What the task asks: For this exercise, the lines from the one with "# tag every instance of the dark" through the final line of the data below are to be transcribed exactly, and pictures are to be skipped.

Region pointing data

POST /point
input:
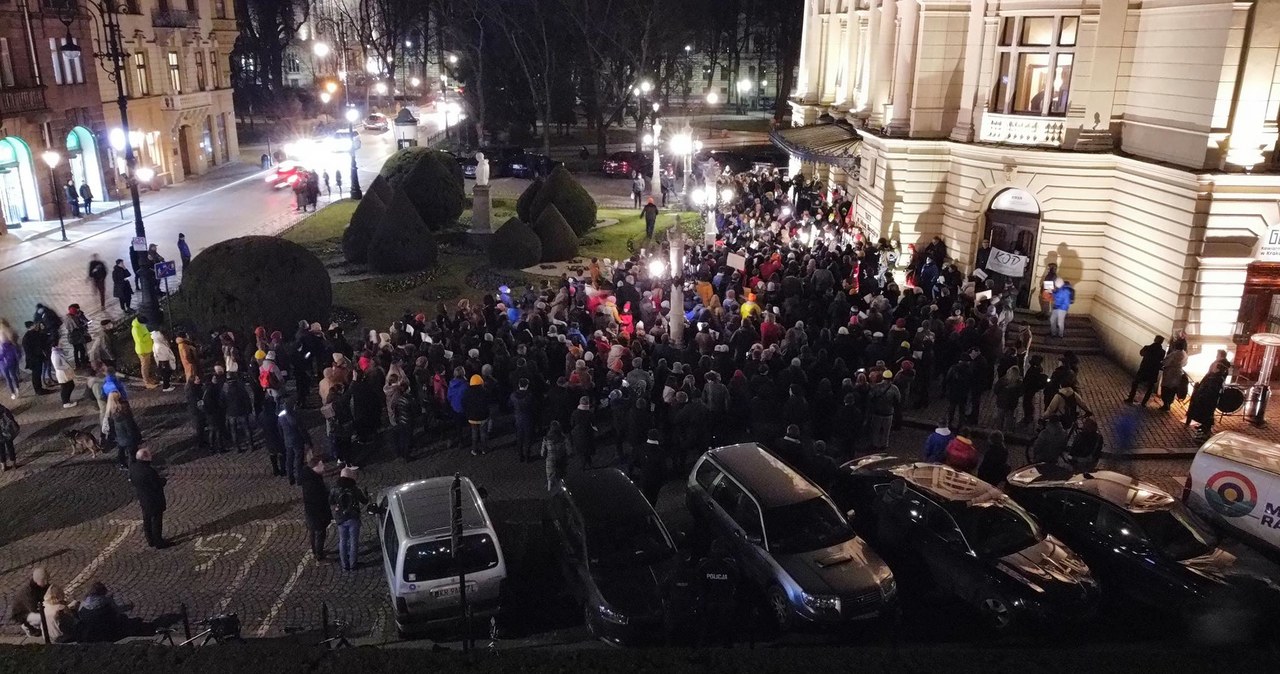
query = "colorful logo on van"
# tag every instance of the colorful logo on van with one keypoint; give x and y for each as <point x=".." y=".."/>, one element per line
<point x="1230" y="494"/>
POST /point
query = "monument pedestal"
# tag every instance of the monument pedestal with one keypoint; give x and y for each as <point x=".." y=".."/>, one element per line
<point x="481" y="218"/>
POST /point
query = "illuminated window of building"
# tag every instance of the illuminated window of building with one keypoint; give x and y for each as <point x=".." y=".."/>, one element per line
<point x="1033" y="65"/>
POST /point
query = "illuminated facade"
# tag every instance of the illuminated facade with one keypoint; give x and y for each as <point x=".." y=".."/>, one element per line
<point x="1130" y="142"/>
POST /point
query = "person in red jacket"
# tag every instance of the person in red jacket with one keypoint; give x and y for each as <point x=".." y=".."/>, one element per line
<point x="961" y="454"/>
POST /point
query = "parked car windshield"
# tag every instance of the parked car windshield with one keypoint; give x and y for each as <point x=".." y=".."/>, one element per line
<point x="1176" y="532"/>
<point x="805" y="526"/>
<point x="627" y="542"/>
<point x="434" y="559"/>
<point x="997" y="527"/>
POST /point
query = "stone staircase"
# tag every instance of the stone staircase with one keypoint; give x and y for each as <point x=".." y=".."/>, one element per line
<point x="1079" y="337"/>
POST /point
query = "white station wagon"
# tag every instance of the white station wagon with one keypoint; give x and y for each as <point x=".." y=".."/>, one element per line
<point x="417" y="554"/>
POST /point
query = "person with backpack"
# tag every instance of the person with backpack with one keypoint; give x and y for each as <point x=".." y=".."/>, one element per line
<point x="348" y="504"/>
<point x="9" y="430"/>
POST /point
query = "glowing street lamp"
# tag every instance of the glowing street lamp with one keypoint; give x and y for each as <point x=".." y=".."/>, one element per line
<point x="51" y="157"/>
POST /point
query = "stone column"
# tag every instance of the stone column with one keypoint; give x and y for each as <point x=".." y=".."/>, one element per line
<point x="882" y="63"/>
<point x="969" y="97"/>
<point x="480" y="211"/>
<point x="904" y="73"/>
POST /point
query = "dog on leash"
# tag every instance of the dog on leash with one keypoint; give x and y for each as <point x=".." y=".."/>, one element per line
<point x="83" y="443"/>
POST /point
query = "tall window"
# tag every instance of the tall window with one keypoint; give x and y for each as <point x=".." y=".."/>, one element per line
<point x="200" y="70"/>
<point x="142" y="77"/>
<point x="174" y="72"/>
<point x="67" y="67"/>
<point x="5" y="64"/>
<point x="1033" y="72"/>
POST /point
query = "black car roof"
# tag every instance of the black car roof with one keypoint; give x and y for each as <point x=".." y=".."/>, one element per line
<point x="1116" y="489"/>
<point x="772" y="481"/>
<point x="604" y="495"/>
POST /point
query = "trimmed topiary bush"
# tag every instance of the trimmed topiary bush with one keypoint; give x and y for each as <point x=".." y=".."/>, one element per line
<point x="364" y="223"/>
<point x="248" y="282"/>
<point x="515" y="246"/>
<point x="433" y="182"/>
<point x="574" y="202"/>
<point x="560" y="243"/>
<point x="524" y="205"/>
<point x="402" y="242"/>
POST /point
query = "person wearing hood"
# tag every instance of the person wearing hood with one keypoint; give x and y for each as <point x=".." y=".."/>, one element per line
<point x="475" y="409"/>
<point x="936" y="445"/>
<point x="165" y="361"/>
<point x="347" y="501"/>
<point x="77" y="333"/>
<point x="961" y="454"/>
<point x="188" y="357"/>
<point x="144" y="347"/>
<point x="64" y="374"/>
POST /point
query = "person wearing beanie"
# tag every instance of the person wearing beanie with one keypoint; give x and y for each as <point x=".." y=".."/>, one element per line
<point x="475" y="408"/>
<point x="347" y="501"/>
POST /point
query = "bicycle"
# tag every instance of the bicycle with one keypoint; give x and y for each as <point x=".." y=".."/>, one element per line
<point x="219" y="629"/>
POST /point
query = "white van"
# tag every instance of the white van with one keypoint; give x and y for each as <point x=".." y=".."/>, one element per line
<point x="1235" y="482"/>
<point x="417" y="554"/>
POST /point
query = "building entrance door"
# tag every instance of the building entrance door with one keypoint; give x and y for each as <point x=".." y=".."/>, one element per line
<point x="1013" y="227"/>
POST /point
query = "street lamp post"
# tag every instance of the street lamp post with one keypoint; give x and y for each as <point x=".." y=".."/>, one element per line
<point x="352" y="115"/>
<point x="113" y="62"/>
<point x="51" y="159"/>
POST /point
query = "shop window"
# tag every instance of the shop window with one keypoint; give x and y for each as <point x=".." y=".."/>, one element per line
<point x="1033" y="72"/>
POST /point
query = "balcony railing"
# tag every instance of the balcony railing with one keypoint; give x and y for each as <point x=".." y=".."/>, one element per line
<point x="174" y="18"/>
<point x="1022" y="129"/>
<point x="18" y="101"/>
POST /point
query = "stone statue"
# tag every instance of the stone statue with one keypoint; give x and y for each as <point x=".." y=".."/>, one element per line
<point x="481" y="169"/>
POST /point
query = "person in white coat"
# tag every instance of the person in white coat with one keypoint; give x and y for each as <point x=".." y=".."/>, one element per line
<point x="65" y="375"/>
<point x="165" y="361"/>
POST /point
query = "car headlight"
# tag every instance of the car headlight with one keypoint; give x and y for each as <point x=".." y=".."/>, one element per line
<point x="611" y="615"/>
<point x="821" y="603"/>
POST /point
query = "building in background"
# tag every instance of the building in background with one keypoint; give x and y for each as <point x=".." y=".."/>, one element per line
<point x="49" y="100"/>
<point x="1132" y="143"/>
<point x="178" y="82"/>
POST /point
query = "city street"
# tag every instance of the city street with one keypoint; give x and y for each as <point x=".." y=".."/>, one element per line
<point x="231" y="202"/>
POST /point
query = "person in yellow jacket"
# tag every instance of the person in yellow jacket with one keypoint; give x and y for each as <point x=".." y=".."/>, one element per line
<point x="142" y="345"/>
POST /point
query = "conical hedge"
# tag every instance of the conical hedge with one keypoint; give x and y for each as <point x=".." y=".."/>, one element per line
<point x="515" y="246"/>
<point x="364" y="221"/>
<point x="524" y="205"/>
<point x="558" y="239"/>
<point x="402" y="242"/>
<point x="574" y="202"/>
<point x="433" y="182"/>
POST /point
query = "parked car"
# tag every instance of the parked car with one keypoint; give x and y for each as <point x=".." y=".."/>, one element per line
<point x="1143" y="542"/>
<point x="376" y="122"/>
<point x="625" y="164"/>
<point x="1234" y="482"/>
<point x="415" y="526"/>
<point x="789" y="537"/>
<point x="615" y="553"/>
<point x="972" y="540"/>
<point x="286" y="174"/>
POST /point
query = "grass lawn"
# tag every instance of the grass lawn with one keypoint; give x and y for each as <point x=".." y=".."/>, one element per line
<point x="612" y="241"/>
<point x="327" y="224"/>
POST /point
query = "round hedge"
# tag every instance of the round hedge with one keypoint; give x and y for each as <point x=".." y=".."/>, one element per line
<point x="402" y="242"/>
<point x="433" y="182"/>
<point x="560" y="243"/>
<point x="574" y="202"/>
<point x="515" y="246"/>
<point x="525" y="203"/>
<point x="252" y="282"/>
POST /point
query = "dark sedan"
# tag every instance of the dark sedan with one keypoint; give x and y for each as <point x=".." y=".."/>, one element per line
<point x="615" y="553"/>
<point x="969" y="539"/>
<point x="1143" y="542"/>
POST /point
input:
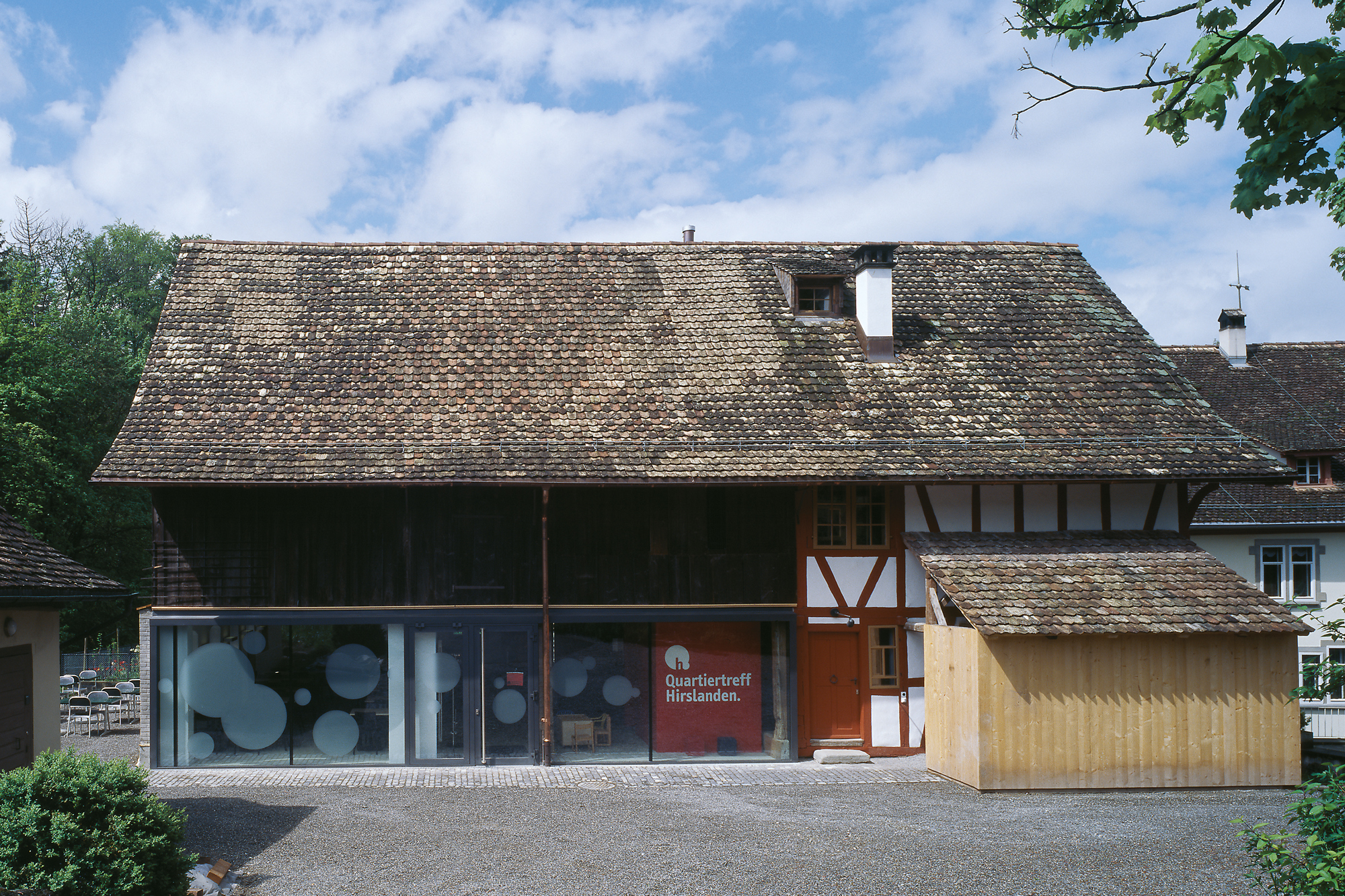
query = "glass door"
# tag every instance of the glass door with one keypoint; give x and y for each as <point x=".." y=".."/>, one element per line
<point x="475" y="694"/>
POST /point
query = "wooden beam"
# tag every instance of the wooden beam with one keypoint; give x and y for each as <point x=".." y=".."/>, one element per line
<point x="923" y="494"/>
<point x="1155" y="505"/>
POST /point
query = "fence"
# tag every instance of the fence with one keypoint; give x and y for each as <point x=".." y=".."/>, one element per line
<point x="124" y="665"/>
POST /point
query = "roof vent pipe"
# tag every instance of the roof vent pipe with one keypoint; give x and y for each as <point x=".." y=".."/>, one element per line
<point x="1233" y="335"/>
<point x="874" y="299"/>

Your solution:
# tag every instance of the dark sedan with one keypoint; give x and y for each as <point x=".." y=".."/>, one element per line
<point x="615" y="553"/>
<point x="969" y="539"/>
<point x="1143" y="542"/>
POST /point
input:
query = "glass door"
# tag every instance of the glass door with one keypoint; give x and y for each as <point x=".." y=".."/>, one element per line
<point x="475" y="694"/>
POST /point
query = "wooden beam"
# tag every instance of the wooden beam with one keypoint; give x and y for each as <point x=".." y=".."/>, one element per line
<point x="923" y="494"/>
<point x="1155" y="505"/>
POST /point
query = "fence"
# tag every instance of the fence with one keypoint; give x and y for each as <point x=".." y=".."/>, one element per line
<point x="124" y="665"/>
POST /point
query = "roof vent pipe"
# tag every instance of the roof vent pipe with one keypoint; give x and y for each as <point x=".." y=".."/>, one element per line
<point x="1233" y="335"/>
<point x="874" y="299"/>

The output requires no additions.